◆ Provided entries
■ ■ ■ ■ ■ ■ ■

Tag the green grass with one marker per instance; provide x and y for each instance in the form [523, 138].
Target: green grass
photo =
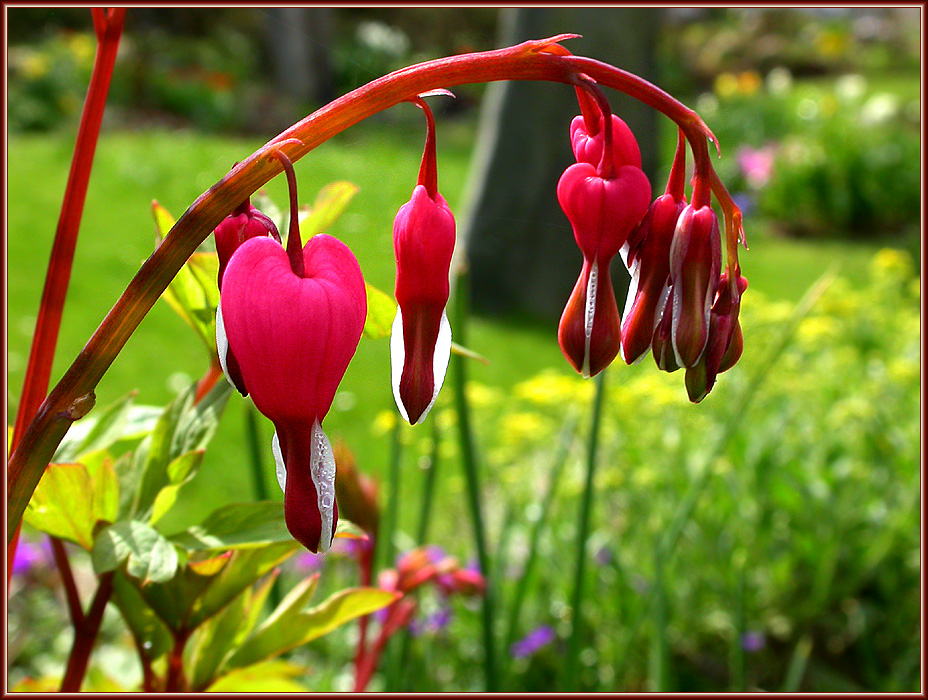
[815, 496]
[134, 167]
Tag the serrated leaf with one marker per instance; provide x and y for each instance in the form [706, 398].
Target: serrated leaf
[381, 310]
[280, 634]
[179, 472]
[149, 556]
[236, 526]
[330, 203]
[270, 677]
[217, 637]
[70, 500]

■ ■ ■ ■ ■ ■ ■

◆ Exercise instructions
Give back, word for word, the lines from the one containing "Target: green grass" through the last line of the listing above; include both ends and exclude the pictures.

◆ Response to the exercise
Target: green grass
photo =
[815, 496]
[134, 167]
Tag the serrated leaf with one marker per instance; provide x and y for each instance in the form [706, 398].
Target: serrated leaf
[381, 310]
[280, 634]
[179, 472]
[149, 556]
[236, 526]
[330, 203]
[270, 677]
[217, 637]
[70, 500]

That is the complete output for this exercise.